*DATA TO USE:*
※
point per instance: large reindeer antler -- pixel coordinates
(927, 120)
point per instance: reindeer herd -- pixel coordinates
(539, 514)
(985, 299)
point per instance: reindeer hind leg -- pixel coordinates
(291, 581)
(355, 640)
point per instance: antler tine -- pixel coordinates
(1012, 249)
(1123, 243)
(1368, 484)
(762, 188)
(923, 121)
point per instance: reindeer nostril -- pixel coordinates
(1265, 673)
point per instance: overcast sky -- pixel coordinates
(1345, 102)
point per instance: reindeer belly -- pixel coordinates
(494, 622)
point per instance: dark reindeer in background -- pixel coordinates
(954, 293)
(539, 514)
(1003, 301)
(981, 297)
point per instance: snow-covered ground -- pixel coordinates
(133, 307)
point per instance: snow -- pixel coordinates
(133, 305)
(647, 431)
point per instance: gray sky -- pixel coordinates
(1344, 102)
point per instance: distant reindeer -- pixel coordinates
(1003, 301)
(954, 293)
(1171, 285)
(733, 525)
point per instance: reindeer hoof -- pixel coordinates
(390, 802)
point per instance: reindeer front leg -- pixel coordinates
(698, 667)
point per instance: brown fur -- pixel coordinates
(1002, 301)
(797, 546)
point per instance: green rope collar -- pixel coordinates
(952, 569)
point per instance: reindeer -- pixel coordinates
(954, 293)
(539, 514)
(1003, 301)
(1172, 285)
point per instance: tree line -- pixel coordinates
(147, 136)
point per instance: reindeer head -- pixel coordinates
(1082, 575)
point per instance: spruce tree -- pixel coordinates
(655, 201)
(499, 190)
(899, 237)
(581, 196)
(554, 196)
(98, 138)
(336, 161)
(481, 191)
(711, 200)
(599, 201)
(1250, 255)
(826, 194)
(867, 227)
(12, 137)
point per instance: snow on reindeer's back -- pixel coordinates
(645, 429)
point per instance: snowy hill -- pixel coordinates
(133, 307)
※
*EXERCISE INSTRUCTIONS:* Exactly reproduce the lines of the data above that run from the line containing "point per instance: tree" through the final one.

*RESPONSE:*
point per instance: tree line -- pixel coordinates
(147, 136)
point per instance: reindeer head -- pixel coordinates
(1082, 575)
point per instance: spruce tree -- pixel coordinates
(655, 201)
(499, 190)
(899, 237)
(581, 196)
(554, 196)
(98, 138)
(336, 161)
(481, 191)
(711, 200)
(599, 201)
(1250, 255)
(826, 194)
(867, 227)
(12, 137)
point per instance: snow on reindeer's back -- pixel coordinates
(645, 429)
point per instance: snowy hill -- pixel coordinates
(133, 307)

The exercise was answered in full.